GIVEN EXERCISE - Copy out the data below word for word, keeping every line and number unchanged.

DATA IN THIS EXERCISE -
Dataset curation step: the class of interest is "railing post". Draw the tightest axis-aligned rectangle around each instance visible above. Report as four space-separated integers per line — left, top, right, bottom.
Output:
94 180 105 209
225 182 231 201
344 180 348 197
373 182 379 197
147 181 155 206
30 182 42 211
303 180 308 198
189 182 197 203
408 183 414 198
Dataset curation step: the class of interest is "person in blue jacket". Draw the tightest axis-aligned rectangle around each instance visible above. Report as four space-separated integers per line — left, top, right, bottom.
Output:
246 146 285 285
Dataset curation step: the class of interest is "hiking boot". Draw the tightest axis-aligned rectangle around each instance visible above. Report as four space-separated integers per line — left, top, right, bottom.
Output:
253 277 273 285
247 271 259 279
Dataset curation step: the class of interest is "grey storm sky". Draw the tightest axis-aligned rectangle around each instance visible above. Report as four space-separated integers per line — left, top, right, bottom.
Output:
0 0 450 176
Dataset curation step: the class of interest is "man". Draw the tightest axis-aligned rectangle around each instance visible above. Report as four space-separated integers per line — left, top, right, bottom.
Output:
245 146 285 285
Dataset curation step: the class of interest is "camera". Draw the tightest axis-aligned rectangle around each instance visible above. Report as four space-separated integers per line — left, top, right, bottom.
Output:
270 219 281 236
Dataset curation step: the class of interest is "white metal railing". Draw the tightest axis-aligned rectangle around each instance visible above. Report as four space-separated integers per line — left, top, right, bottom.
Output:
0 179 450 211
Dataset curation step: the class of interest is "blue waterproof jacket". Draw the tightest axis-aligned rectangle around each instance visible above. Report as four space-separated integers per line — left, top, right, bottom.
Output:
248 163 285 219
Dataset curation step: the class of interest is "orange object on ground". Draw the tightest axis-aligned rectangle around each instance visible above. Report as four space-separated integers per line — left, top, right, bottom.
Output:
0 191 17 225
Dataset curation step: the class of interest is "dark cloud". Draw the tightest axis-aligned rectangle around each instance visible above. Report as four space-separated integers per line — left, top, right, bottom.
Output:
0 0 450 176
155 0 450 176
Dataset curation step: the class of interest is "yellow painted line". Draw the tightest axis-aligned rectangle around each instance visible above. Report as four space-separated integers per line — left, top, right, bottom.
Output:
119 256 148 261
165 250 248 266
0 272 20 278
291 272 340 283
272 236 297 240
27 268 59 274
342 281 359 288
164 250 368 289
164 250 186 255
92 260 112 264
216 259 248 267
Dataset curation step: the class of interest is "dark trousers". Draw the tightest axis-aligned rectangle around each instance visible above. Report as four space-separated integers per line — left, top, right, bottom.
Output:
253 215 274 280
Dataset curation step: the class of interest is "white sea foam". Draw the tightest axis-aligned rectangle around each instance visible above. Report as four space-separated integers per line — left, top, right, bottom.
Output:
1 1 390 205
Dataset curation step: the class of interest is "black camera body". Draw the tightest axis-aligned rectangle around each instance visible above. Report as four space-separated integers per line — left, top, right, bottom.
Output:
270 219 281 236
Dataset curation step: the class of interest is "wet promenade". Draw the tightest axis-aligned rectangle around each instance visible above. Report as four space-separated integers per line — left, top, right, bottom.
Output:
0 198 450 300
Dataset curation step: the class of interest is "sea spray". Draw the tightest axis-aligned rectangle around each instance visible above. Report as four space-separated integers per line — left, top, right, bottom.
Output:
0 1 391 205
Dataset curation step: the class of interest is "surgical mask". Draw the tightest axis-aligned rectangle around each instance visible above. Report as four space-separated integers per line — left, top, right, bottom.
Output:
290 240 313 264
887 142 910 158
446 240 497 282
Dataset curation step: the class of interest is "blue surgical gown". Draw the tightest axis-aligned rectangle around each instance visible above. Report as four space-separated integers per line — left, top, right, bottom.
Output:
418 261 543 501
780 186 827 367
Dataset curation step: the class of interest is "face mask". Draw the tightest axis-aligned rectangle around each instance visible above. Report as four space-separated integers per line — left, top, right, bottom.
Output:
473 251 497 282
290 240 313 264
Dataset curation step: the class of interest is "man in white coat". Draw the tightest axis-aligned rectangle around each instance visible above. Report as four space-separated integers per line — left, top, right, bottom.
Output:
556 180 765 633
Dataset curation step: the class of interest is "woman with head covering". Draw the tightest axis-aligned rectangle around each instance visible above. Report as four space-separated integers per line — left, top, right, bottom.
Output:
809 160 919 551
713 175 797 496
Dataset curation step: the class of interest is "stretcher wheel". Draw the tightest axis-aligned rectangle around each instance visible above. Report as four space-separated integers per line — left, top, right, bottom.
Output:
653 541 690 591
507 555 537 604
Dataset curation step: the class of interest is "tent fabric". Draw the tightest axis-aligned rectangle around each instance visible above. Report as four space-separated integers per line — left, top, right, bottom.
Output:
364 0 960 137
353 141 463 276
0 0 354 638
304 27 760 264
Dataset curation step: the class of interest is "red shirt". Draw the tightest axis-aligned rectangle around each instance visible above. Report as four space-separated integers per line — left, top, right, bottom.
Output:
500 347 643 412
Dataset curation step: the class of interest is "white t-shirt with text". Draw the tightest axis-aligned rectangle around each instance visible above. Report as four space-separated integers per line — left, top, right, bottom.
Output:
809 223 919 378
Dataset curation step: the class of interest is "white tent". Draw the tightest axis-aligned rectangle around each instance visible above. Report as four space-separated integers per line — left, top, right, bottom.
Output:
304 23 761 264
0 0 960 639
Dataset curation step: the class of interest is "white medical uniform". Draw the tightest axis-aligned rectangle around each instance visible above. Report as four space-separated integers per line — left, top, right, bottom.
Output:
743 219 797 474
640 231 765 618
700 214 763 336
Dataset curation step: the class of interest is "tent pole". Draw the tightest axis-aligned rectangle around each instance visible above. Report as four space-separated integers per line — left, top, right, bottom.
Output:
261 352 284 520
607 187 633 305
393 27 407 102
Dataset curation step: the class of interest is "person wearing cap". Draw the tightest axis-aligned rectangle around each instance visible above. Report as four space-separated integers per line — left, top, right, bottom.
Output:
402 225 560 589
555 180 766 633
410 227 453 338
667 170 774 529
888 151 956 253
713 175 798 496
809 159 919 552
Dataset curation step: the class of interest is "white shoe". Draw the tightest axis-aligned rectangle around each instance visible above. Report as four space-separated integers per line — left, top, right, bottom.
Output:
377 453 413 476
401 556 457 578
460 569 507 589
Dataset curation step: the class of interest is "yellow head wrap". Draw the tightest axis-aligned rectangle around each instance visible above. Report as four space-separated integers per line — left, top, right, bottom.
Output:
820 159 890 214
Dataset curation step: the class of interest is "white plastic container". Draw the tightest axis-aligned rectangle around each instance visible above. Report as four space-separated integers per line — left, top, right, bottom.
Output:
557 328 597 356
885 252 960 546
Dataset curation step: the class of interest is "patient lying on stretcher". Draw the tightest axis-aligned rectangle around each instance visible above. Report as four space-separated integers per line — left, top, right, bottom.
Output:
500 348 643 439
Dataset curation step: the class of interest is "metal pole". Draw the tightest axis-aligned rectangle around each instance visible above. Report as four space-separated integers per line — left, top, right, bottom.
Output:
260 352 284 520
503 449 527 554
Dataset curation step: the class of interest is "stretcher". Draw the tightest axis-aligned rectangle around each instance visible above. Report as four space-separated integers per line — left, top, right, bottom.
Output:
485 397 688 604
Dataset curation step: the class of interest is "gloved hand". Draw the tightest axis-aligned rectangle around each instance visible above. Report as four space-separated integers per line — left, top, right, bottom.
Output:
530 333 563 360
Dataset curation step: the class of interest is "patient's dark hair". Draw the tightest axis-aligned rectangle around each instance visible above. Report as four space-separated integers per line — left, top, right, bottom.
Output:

SOLUTION FOR THIS PROBLEM -
Dataset curation step: the class of interest is "railing post". Draw the tightest axis-aligned rectangle around each instance visible above. Report as four space-separated integers per line — left, top, right, bottom.
Output:
94 180 105 209
225 182 231 201
344 180 348 197
373 182 379 197
147 181 155 206
30 182 42 211
303 180 308 198
189 182 197 203
408 183 414 198
Dataset curation step: the class of interest is "person in blue jacket". Draw the tightest axis-aligned rectangle around each instance visible above. Report as four space-separated integers per line — left, top, right, bottom.
Output:
246 146 285 285
Dataset curation step: the class of interest is "hiking boot". Draw the tightest axis-aligned rectangle around each instance visible above. Report as four space-separated integers per line — left, top, right, bottom.
Output:
253 277 273 285
247 271 259 279
Dataset curation step: the class of interest is "grey storm sky". Draw the tightest axis-aligned rectangle around each instance visible above. Report as four space-separated integers per line — left, top, right, bottom.
Output:
0 0 450 176
Dataset curation step: the class of interest is "man". Draw the tightest axis-aligned rectangle around each instance visible above. Report as four space-separated integers per line — left, top, right, bottom.
Output:
245 146 285 285
Dataset curation step: the class of interest is "camera". Draw the tightest axis-aligned rectangle around each instance visible above. Report as four space-separated integers per line — left, top, right, bottom.
Output:
270 219 281 236
Dataset curation step: the class of interest is "white metal railing". Draw the tightest axis-aligned rectangle around each instance visible above. Report as four space-separated integers per line — left, top, right, bottom.
Output:
0 179 450 211
Dataset curation step: the class of interest is "blue waterproof jacket". Draw the tightest axis-aligned rectangle around each instance visible above. Report as four space-separated integers per line — left, top, right, bottom.
Output:
248 163 285 219
Dataset curation step: the class of interest is "orange object on ground". Draw the tightest axis-aligned rectangle around each instance visible above. Report as four space-separated integers per line — left, top, right, bottom.
Output:
0 191 17 225
Dataset curation step: the class of interest is "dark cloud". Draw the tightest axis-aligned rectangle around each instance visible above. Report as four space-separated integers per line — left, top, right, bottom.
Output:
0 0 450 176
155 0 450 176
Dataset curation step: the class of interest is "yellow painted line". Draw the tightest axis-aligned rectangle around each instance visible above. Report as four space-separated integers per line — left, top, right, bottom.
Output:
119 256 148 261
165 250 248 266
0 272 20 278
291 272 340 283
272 236 297 240
27 268 59 274
342 281 359 288
164 250 368 289
164 250 186 255
92 260 112 264
216 259 248 267
Dataset curation step: the class of interest is "dark trousers". Draw the tightest axis-aligned rectangle around each instance visible above. Report as four space-separated integers per line — left, top, right, bottom.
Output:
253 215 274 280
Dataset curation step: the class of interest is "white sea foam". Draw the tightest axis-aligned rectangle around each instance visible above. Report as four space-separated integers per line — left, top, right, bottom.
Output:
1 1 390 205
Dataset curation step: the class of interest is "black camera body". Draw the tightest axis-aligned rectangle around each instance visible above. Report as four space-separated integers per line — left, top, right, bottom.
Output:
270 219 281 236
Dataset curation step: the class of interest is "wet promenade". Draw the tightest axis-aligned rectangle around each instance visible above. Report as four space-separated integers per line — left, top, right, bottom.
Output:
0 198 450 300
Dataset curation step: the class of interest is "sea spray". Draw the tightest axis-aligned rectangle around each instance visible above. Report as four space-separated integers per line — left, top, right, bottom.
Output:
0 1 391 205
Dataset curation step: the class of interest is "surgical mask". Draw the tightest axis-aligned rectangle around each instance visible above. Report as four space-separated integers per line — left, top, right, bottom.
Output:
290 240 313 264
887 142 910 158
446 240 497 282
Dataset curation step: the class of interest is "blue surgical gown". Draw the tightest axis-aligned rectangle around each instance visible above. Report as four space-separated integers per line — left, top, right, bottom.
Output:
418 261 543 501
780 186 827 367
Dataset curation step: the class of interest is "face mask". Draw the tightest axis-aligned rectangle around each instance visible above. Report as four space-separated integers per line — left, top, right, bottom.
Output:
473 251 497 282
290 240 313 264
Dataset curation step: the class of interest is "man in white coat". Draw the tightest axis-aligned rectangle around each instance visible above. Report as four space-separated integers per line — left, top, right, bottom.
Output:
556 180 765 633
Dataset curation step: the class of interest is "woman with head covering". Draw the tightest axis-aligned rectangle around each instance visible above. Report as four space-separated integers per line — left, top, right, bottom.
Output:
809 160 919 551
713 175 797 496
Dataset curation step: the class of interest is "stretcher wheel". Draw the tightest axis-aligned rectangle around each instance visible above. Report as four space-separated integers per line — left, top, right, bottom.
Output:
653 541 690 591
507 555 537 604
Dataset curation step: the class of interest is "tent fabric". Draw the tightest axis-aligned rectangle around each instance visible above. Report as four space-separated integers per line — left, top, right, bottom.
Output:
364 0 960 137
353 141 463 276
0 0 354 638
304 27 760 264
Dataset curation step: the class of interest is "red shirt". Draw the tightest axis-aligned rectangle around each instance visible above. Report as four space-separated integers per line — left, top, right, bottom.
Output:
500 347 643 412
Dataset curation step: the class of interest is "white t-shirt with text". Draw the tightest axis-aligned rectangle around each instance visible above. Report as four space-separated integers per line — left, top, right, bottom.
Output:
809 223 919 378
Dataset curation step: the class of interest is "white tent". Draw the tightest axis-aligned rectangle around each instance visible above. Report as four space-separated integers per line — left, top, right, bottom.
Output:
304 23 761 264
0 0 960 639
Dataset curation step: the class of interest is "white medical uniform". Draw the tightest axis-aligned rectangle around each instance visible above. Report as four space-separated integers per line — left, top, right, bottom.
Output:
743 219 797 474
640 231 765 618
700 214 763 336
Dataset curation step: the class of interest is "tent pole". Draw the tightest axis-aligned rectangle around each instance visible above. Report as four space-separated integers per line — left, top, right, bottom.
Output:
261 352 284 520
607 187 633 305
393 27 407 102
Dataset curation step: the class of interest is "person wearing cap". Draw the tightest axis-aligned rectangle around each instance visible above. Report as four space-separated integers per line — left, top, right, bottom.
Output:
402 225 560 589
555 180 766 633
410 227 453 338
667 170 774 529
888 151 956 253
713 175 798 496
809 159 919 552
Dataset curation step: the class of interest is "white shoe". Draw the tightest axis-aligned rectangle around each instance visible above. Report as four space-separated integers per line — left, top, right, bottom.
Output:
377 453 413 476
401 556 457 578
460 569 507 589
Dataset curation step: the class of interest is "yellow head wrap". Draw the tightest axis-aligned rectangle around each instance visible above. Report as four space-separated integers per line — left, top, right, bottom.
Output:
820 159 890 214
Dataset curation step: the class of interest is "white plastic container". Draw the tightest axis-aligned rectangle around each instance visible above. Report as four space-separated integers per line — left, top, right, bottom.
Output:
557 328 597 356
885 252 960 546
Dataset curation step: the class of interest is "patient lying on stretcher". Draw the tightest axis-aligned rectangle around each instance visible above. Report as four space-separated integers per line — left, top, right, bottom.
Output:
500 348 643 439
Dataset curation step: the class of interest is "metal pole". Draw the tightest axis-aligned rectangle around each instance visible above. Report as four space-separated integers per line — left, top, right, bottom.
Output:
260 352 284 520
503 449 527 554
Dataset curation step: the class of interest is "stretcher". Draw the tightest axis-aligned rectangle around each instance visible above. Report as four space-separated integers per line — left, top, right, bottom.
Output:
485 397 688 604
Dataset curation step: the class of interest is "gloved hand". Draw the tightest axis-aligned rectangle around each instance visible above. Report as four space-separated integers per line — left, top, right, bottom.
Output:
530 333 563 360
Dataset curation step: the class of interest is "patient's dark hair". Draw the tightest axis-aligned rectangle around each instance visible above. Report as four space-separated integers per line — left, top, right, bottom.
Output:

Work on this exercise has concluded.